Problem to solve ▸
Duplicate the lines beginning at the line that contains "Give, for each" and ending after the line that contains "positive clicks: (120, 175)".

Dataset entries ▸
━━━━

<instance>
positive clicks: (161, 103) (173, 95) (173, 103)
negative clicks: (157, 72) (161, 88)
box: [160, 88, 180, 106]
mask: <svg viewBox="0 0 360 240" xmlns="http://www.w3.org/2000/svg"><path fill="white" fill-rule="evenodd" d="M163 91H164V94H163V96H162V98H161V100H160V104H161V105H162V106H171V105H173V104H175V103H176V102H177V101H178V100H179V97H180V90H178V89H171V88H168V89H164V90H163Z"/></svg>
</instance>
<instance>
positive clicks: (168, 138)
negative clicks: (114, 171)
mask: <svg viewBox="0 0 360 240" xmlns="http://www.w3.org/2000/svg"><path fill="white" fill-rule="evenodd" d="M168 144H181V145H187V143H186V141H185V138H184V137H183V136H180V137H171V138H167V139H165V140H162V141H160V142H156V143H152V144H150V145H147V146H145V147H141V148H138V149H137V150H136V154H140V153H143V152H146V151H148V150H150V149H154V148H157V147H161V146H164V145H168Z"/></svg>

━━━━

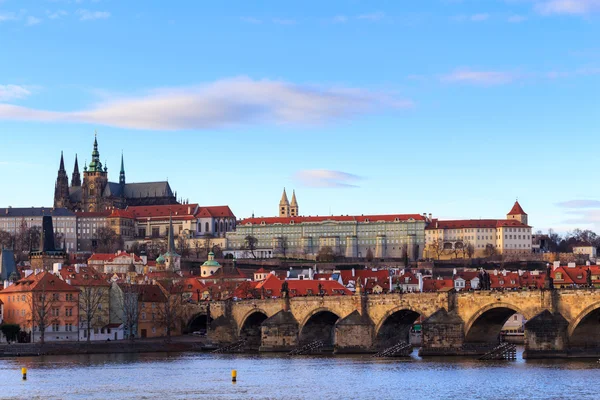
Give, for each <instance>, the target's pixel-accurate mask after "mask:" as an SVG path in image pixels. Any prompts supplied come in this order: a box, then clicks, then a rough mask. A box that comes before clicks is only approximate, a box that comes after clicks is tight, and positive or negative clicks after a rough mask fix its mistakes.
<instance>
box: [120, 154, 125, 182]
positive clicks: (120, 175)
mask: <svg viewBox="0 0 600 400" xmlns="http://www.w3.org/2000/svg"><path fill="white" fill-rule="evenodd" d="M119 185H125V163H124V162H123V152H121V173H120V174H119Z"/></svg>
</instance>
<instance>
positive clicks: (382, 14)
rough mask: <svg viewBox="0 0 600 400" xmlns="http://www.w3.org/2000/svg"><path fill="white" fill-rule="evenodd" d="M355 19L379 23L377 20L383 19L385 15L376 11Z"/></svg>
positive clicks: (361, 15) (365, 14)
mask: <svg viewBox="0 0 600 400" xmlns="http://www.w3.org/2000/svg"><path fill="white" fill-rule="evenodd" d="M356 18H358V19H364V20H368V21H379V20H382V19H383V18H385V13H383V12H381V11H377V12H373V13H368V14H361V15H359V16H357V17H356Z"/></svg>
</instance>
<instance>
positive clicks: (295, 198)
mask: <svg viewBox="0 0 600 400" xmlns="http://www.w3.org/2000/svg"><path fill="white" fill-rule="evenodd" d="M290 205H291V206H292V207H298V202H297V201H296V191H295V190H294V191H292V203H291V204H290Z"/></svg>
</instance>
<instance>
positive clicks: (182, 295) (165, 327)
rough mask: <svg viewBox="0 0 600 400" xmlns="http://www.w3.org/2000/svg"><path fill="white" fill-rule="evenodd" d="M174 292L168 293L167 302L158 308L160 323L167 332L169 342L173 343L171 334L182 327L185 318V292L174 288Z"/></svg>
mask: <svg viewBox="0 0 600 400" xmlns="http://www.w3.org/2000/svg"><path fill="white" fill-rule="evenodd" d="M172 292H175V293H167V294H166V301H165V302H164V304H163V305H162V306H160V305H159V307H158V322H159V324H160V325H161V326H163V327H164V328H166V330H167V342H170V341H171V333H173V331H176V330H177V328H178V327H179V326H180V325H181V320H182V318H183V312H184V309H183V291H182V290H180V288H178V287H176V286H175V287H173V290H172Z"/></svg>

━━━━

Completed task ▸
Give, for each <instance>, the target's pixel-accurate mask after "mask:" as an SVG path in image pixels. Any prompts supplied come in this order: a box, then clicks, then a rough mask. A box that comes before clicks is only approximate, a box that comes after clicks is tight, and positive or negative clicks after a rough mask fix its mistakes.
<instance>
box: [120, 154, 125, 182]
positive clicks: (120, 175)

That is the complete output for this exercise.